Extrait du texte>
Déroulement des travaux sur une décennie

Le premier Bassin à Flot est commencé en 1869 et fut mis en service le 20 octobre 1879 (bien qu’il ne fut pas terminé) et totalement fini en 1882. Le deuxième Bassin à Flot fut réalisé entre 1906 et 1911. La surface totale des plans d’eau des deux bassins est d’environ 20 ha. Le Bassin 1 possède 1120 m de quai et le Bassin 2 possède 960 m depuis la construction de la Base Sous-Marine. La forme de radoub n° 1 fut construite à partir de 1873 et la forme n° 2 à partir de 1906. La forme n° 1 a une longueur de 157 m et la forme n° 2 a une longueur de 107 m. La grande écluse a une largeur de 22 m et une longueur entre les deux portes de 152 m.

Evacuation des déblais lors du creusement

Une opération aussi conséquente que le creusement d’un bassin d’une superficie de 101.000 m2 sur une profondeur d’environ 10 m, posait tout naturellement le problème de l’évacuation et du stockage des déblais à extraire. Les déblais transportés par wagonnets tractés par des petites ou fortes locomotives vont servir à combler la gravière de BACALAN située à proximité immédiate du site. Toute cette partie gagnée sur le fleuve servira plus tard à l’implantation de plusieurs chantiers navals et de diverses industries.

(Ph.-04)-Gravure montrant le Bassin à Flot n°1 en

service en 1895.

Jeu de données>
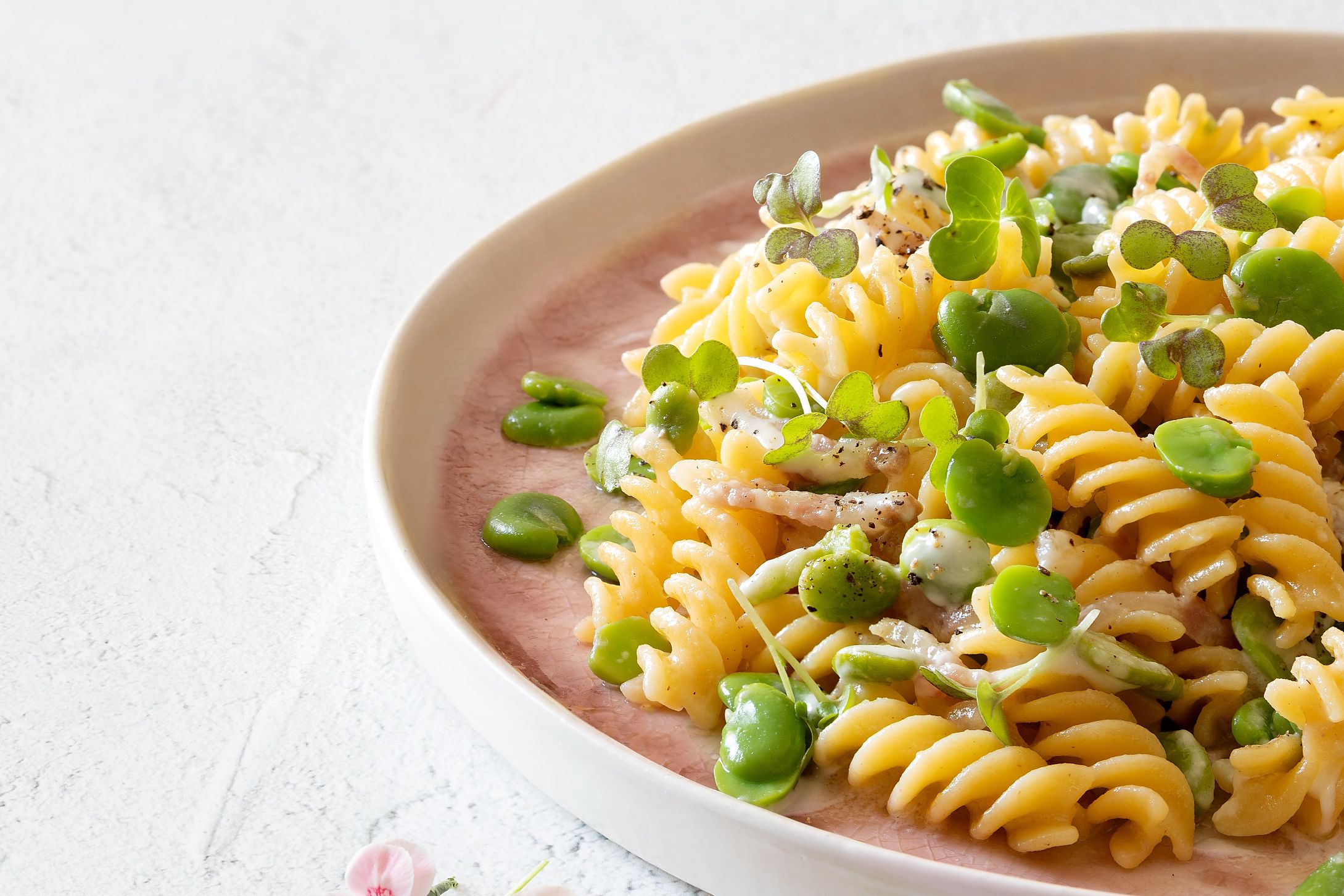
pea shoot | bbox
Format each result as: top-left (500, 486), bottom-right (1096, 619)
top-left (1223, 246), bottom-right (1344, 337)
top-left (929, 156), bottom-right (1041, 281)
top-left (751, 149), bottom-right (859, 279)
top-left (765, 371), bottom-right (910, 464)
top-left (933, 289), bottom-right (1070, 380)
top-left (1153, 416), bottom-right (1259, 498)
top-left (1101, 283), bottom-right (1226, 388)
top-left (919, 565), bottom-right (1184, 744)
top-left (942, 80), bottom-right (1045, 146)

Votre objectif> D'après le texte sur les bassins à flot, à quoi servirent les déblais transportés par wagonnets lors du creusement ?

Corrigé> Ils servirent à combler la gravière de BACALAN, située à proximité immédiate du site.